> [RECORDS FOR THIS TASK]
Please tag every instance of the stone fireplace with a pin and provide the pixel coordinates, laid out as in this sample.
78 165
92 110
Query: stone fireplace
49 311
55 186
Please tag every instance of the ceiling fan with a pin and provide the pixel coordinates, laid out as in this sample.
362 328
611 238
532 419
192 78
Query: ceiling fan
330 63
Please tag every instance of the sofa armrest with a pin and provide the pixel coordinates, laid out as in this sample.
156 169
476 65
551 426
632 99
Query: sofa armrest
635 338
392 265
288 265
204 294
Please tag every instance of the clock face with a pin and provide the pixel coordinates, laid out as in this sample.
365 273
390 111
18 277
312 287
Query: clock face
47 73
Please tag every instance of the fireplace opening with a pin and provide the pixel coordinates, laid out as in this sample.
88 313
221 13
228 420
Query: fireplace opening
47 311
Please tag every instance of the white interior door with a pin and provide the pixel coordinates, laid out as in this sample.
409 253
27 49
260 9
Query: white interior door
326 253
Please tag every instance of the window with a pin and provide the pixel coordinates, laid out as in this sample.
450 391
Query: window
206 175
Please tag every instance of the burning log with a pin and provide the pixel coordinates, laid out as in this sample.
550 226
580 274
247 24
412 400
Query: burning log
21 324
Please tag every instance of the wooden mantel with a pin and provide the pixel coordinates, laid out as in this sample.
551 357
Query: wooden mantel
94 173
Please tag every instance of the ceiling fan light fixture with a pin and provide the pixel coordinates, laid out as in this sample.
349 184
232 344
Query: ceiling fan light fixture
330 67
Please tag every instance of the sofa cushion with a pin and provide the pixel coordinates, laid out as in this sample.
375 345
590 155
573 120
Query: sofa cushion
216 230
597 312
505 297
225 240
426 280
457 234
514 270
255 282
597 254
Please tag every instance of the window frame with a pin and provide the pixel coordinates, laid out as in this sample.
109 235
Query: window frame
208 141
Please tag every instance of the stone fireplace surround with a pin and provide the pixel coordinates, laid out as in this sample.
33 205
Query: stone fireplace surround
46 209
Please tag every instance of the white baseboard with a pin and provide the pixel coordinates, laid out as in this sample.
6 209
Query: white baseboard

> [WHAT NEEDS TO BE DONE] Copy all of the data above line for line, without changing anything.

> [RESPONSE TO THIS TASK]
Please tag every instance of the stone fireplace with a pin and provide the pixel coordinates, laid out as in this sample.
78 165
92 110
Query: stone fireplace
49 311
55 186
Please tag every instance of the ceiling fan with a pin and provide the pixel coordinates, laid out as in this sample.
362 328
611 238
532 419
192 78
Query: ceiling fan
330 63
Please tag every instance of the sofa armrest with a pin and provide the pixel coordinates, laid out as in this sample.
156 169
476 65
551 426
632 99
Query: sofa armrest
635 338
392 265
288 265
204 294
Please tag every instance of the clock face with a pin and provide the pixel coordinates, laid out as in this sample.
365 273
390 111
18 277
312 287
Query: clock face
47 73
Please tag every instance of the fireplace opening with a pin and provide the pixel coordinates, laid out as in this sample.
88 313
221 13
228 420
Query: fireplace opening
47 311
Please tag every instance of the white interior door with a pin and provide the pixel coordinates, laid out as in this sample.
409 253
27 49
260 9
Query: white interior door
326 253
Please tag every instance of the window with a pin and provide the pixel coordinates, laid out as in this sample.
450 391
Query: window
206 175
Please tag every instance of the burning log with a pin and provide the pixel coordinates, laid out as in this sample.
550 226
580 274
247 24
412 400
Query: burning log
21 324
Please tag every instance of the wooden mantel with a pin and provide the pixel coordinates, laid out as in this sample.
551 357
Query: wooden mantel
94 173
Please tag every instance of the ceiling fan light fixture with a pin and provide the pixel coordinates, laid out as in this sample.
349 184
232 344
Query: ceiling fan light fixture
330 67
Please tag every instance of the sofa cushion with a pin and provide the pixel coordinates, laid out as in this sample.
375 345
590 155
573 120
Query: sofa cushion
216 230
597 312
505 297
225 240
426 280
457 234
514 270
255 282
597 254
Please tag every instance of the window frame with a pin and provide the pixel coordinates, laid out as in this sample.
109 235
Query: window frame
208 141
Please tag every instance of the stone fireplace surround with a pin and provide the pixel coordinates, laid out as in this sample.
33 205
Query: stone fireplace surround
46 209
Please tag every instance of the white baseboard with a pin and provide the pixel coordinates, laid out as in this sample.
6 209
Query: white baseboard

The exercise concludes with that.